下の本文によると、盧 儀さんらの研究で提案された二者間秘密計算プロトコルは、どのような計算を対象としていますか。

| 本文 |
◇ ◇ ◇ ◇ ◇ ◇ ◇

3番目の方は、東京工業大学 盧 儀さんです。

 論文題目は、「Efficient Two-Party Exponentiation from Quotient Transfer」で、共同執筆者は原 啓祐さん、大原 一真さん、Jacob Schuldtさん、田中 圭介さんです。盧さん、特別賞おめでとうございます!

盧  儀さん

(受賞コメント)
 この度はこのような栄誉ある賞に選出していただき、大変光栄に思います。共著者の皆様や審査委員会の皆様に深くお礼申し上げます。本研究では、機械学習等で多用される指数計算を対象とした新たな二者間秘密計算プロトコルの提案を行いました。提案プロトコルは、加法型秘密分散法に基づく新たな構成方法に着目して得られており、従来のプロトコルと比べて最も効率が良い構成となっています。

(審査講評)

◇ ◇ ◇ ◇ ◇ ◇ ◇

| 一覧 |

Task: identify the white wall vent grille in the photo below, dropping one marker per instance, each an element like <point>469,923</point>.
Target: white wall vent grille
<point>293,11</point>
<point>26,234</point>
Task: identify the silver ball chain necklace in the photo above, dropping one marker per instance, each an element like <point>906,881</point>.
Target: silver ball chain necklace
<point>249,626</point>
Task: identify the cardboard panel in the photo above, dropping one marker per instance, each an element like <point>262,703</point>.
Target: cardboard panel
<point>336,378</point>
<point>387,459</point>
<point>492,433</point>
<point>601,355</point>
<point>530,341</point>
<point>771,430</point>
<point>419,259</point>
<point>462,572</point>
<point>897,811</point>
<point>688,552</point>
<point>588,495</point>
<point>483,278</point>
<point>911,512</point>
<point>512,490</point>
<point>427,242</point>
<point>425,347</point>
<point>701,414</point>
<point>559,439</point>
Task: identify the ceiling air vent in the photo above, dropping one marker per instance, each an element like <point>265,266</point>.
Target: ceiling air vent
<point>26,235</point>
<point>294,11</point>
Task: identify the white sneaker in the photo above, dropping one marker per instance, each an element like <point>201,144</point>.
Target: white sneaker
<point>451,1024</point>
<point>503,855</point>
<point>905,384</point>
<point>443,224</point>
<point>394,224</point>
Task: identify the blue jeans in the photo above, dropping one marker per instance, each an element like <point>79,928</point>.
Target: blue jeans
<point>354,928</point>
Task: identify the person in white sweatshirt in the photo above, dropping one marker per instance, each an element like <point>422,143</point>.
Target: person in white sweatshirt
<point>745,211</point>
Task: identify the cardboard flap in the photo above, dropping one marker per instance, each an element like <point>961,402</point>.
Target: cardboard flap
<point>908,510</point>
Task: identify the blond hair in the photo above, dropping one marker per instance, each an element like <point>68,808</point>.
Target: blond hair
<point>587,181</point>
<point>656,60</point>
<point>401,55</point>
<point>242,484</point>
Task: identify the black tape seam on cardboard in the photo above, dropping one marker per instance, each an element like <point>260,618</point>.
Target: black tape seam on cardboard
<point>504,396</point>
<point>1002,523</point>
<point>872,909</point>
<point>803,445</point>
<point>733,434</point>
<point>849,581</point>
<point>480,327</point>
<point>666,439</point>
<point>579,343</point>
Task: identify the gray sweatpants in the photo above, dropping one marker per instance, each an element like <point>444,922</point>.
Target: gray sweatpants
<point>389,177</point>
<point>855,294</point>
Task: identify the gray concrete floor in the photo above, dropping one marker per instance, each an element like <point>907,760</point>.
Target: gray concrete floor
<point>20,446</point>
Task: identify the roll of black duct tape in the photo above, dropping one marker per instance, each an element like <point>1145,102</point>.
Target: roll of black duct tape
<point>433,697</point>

◇ ◇ ◇ ◇ ◇ ◇ ◇

| 解答 |
機械学習等で多用される指数計算を対象としています。